Assignment:
The reply should hold only the lines below from the one with "Target: background sea lion" to the end, each copied exactly.

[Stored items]
-=-=-=-=-

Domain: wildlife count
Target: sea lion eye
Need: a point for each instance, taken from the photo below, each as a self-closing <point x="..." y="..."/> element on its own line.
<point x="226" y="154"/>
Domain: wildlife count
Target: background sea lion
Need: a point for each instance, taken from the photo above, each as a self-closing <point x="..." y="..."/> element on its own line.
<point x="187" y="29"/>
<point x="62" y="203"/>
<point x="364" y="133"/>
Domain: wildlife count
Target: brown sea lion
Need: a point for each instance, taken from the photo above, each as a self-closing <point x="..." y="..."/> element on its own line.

-=-=-=-=-

Written answer:
Target: background sea lion
Need: a point for each instance, taken from the photo above, each as a self-closing <point x="..." y="..."/> element on its own line.
<point x="187" y="29"/>
<point x="62" y="203"/>
<point x="364" y="133"/>
Domain: wildlife count
Target: brown sea lion
Need: a point for each instance, taken from the photo above, each as a self-closing <point x="..." y="..."/> element on its own line.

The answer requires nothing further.